*** EXTRACT PROVIDED Section Begins ***

Microsoft AI Tour London: Judson Althoff’s four pillars for AI success

Microsoft AI Tour London: Judson Althoff’s four pillars for AI success

Judson Althoff at Microsoft AI Tour London

Companies should prioritise improving employee experiences, customer engagement, business processes and driving innovation

Alice Chambers |


Judson Althoff, executive vice president and chief commercial officer at Microsoft, revealed the framework for AI transformation success during Microsoft’s AI Tour London keynote, which took place on 5 March 2025.

“Today, we have customers coming to us with no fewer than a hundred ideas for AI and their business,” he said. “If they paid an advisory firm, they have 400 big ideas on what can be done with generative AI. This shows the need for a strong foundation for thinking about how to apply these technologies to drive real-world outcomes.”

According to Althoff, there are four pillars for AI transformation: enriching employee experiences, reinventing customer engagement, reshaping business processes and bending the curve on innovation.

Four pillars behind AI transformation

“Is the scenario being brough forward helping to drive outcomes in the business?”, Althoff asked the audience. “Or is it simply ‘technology for technology’s sake’? “Enriching employee experience is fundamental. People need to be excited to come and work for your company. You can make your organisation more effective and efficient with AI.”

Althoff referenced Microsoft’s own deployment of Microsoft 365 Copilot across 65,000 of its employees.

*** EXTRACT PROVIDED Section Ends ***
*** INFORMATION SUPPLIED Section Begins ***

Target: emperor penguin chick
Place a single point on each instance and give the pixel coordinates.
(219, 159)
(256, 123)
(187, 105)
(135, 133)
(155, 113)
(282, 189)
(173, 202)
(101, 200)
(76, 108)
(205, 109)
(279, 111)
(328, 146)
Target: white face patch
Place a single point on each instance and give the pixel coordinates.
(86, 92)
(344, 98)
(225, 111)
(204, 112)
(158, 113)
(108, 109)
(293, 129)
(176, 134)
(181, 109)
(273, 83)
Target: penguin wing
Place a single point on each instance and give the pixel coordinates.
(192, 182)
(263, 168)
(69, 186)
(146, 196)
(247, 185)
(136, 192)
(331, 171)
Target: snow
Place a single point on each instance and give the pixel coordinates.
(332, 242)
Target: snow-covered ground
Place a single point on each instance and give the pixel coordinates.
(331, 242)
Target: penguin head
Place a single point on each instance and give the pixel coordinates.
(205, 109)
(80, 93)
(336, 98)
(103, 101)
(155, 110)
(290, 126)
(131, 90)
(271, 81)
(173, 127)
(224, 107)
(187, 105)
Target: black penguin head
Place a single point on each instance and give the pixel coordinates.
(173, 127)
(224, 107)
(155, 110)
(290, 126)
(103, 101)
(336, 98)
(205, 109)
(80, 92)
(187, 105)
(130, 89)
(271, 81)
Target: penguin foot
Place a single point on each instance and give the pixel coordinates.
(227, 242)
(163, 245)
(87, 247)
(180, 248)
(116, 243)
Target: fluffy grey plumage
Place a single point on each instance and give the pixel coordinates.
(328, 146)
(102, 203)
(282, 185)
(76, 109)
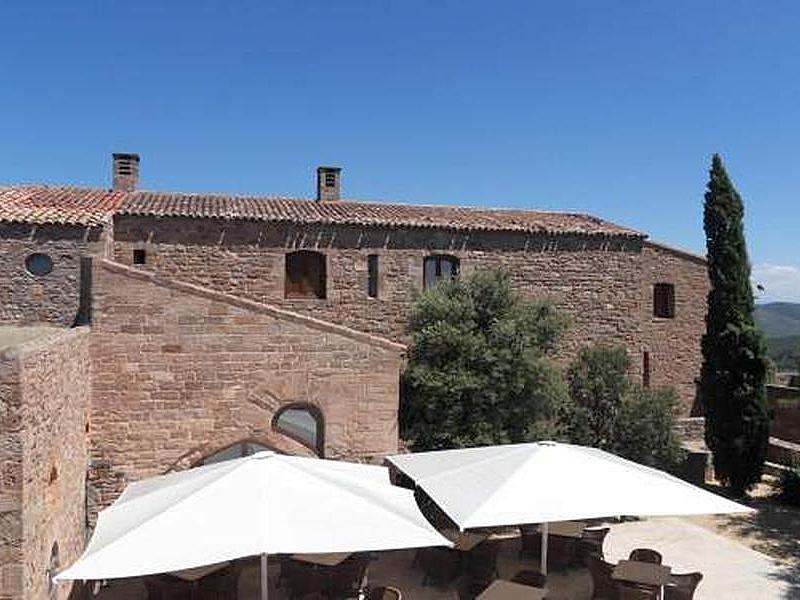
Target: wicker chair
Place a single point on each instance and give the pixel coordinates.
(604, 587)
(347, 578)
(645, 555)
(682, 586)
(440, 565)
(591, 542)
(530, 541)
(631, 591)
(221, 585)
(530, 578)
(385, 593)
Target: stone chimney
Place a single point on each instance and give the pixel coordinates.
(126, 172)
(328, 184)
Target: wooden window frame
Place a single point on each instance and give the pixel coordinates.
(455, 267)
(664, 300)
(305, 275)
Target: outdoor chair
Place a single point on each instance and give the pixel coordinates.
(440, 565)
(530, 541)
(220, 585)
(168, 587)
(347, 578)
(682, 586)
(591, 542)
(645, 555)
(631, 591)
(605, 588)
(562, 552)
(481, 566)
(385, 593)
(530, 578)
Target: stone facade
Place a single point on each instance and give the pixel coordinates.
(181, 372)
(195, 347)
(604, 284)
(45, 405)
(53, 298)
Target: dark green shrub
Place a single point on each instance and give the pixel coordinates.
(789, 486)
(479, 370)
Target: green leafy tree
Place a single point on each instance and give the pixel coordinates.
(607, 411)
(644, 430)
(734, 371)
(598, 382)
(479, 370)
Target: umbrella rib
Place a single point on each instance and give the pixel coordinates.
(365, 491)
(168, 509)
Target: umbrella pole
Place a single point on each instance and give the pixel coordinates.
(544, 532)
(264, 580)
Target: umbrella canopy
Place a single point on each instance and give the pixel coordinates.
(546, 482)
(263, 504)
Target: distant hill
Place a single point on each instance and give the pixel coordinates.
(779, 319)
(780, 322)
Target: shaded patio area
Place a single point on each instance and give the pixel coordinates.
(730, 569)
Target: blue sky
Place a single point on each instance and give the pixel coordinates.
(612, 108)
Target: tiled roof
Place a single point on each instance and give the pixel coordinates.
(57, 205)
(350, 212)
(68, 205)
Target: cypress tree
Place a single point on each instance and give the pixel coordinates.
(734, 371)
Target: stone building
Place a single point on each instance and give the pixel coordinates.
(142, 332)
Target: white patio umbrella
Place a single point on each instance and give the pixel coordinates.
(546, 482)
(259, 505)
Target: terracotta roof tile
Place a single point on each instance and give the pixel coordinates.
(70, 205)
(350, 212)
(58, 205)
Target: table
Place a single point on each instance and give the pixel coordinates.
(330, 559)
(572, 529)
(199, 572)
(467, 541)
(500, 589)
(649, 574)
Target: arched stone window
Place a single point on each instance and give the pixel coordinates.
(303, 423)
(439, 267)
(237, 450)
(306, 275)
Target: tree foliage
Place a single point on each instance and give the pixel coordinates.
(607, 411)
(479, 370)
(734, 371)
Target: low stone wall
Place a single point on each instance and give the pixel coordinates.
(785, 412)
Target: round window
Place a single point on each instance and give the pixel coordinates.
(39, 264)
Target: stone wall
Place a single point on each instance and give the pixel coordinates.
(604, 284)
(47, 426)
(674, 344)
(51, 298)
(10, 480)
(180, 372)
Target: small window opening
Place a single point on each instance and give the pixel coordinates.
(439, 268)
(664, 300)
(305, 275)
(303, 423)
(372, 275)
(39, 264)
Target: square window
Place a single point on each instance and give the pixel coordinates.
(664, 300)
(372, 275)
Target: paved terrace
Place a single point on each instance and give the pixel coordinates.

*** INFORMATION SUPPLIED Section Ends ***
*** INFORMATION SUPPLIED Section Begins ***

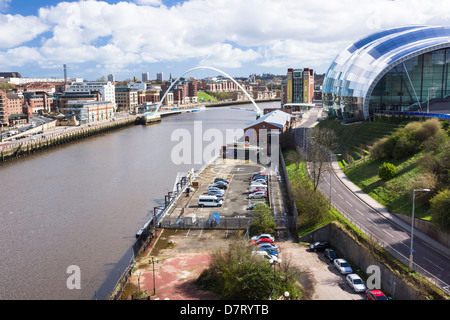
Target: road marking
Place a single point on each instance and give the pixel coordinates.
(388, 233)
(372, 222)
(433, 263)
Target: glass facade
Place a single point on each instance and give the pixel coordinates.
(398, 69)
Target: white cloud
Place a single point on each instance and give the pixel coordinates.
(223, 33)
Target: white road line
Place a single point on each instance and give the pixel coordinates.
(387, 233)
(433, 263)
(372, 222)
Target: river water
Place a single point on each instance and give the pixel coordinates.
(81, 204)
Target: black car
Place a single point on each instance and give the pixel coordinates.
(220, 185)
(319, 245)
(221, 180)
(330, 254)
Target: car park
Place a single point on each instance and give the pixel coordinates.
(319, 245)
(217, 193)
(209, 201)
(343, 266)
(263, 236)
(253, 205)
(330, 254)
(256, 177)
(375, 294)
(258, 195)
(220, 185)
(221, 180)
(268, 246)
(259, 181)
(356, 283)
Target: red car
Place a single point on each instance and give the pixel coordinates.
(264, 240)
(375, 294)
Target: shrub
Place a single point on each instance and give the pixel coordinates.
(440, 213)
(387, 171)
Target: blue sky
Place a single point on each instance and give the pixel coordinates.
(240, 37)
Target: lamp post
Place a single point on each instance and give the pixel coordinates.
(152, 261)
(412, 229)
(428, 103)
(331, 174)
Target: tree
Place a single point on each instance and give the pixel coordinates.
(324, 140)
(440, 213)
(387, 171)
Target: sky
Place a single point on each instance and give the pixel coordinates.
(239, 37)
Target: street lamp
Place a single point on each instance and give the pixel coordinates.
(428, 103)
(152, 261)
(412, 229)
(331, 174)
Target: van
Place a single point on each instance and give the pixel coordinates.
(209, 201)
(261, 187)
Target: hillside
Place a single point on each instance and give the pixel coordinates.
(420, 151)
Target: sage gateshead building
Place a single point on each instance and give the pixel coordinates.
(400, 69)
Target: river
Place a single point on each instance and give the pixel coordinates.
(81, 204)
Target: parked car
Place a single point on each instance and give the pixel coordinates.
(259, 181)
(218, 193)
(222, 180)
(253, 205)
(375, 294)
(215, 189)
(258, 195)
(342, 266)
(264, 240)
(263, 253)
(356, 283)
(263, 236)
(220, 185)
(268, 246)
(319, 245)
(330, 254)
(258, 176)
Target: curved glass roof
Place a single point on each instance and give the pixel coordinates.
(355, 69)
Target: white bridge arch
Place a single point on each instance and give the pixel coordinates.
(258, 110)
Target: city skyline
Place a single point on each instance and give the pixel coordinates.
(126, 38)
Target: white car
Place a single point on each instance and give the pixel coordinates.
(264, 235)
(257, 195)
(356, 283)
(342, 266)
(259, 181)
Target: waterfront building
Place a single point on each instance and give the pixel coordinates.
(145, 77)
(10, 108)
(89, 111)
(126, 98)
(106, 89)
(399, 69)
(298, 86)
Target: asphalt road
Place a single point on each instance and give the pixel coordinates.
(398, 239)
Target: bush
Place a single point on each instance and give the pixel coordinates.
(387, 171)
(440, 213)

*** INFORMATION SUPPLIED Section Ends ***

REQUIRED ACTION A =
In the article on Judson Althoff's four pillars for AI success, on what date did the Microsoft AI Tour London keynote take place?
REQUIRED ACTION B =
Continue the article on Judson Althoff's four pillars for AI success from its last sentence.

YOUR RESPONSE A =
5 March 2025

YOUR RESPONSE B =
“It was a big trade-off for me because the technology infrastructure [the GPUs that power the AI infrastructure for Microsoft 365] was a massive opportunity cost so deciding to invest in my people rather than sell it out to customers was a business decision,” he said. “So, as a result, I track it religiously.”

Microsoft’s own top quartile of Copilot users generate 10 per cent more pipeline and 23 per cent faster close rates, and have nine per cent more revenue per head.

“Those aren’t massive percentages but when you multiply them across 65,000 people in a $200 billion business, it’s pretty awesome. The stuff pays for itself. So measuring the outcomes is critical for success.”

Microsoft has also deployed AI agents to better engage with customers, most notably in its customer support call centres.

“We handle over 75 million incidents a year,” said Althoff. “We have approximately 15,000 employees that work in our call centres. The operation costs about $4 billion annually to run.”

However, Copilot provides full-case management and helps employees to solve problems for customers “faster and more efficiently than ever before,” said Althoff. “We are saving over $500 million this fiscal year alone. On top of that, customer and employee satisfaction is going up.”

Althoff then defined a ‘business process’ as an “artefact of human workflow that takes something from point A to point B”. He referred to the appointment of Pamela Maynard as Microsoft’s chief AI transformation officer as helping to put AI to work on behalf of the company to reshape its business processes.

“We’re going to continue to grow revenue without adding any incremental headcount in the next three years,” said Althoff. “So, AI transformation pays for itself if you stay focused on how it helps business processes.”

The key message from the keynote, and across sessions throughout the day at the Microsoft AI Tour London, was that every single industry has the opportunity to “bend the curve” with AI.

To achieve this companies should “put commercial-available assets [like Copilot] to assistance before you hone in on a specific large language model… once you’ve pushed these assets to their limits, then start thinking about what you can uniquely do with differentiated AI solutions with the best data platforms on the market so that your processes get maximum yield for your business.”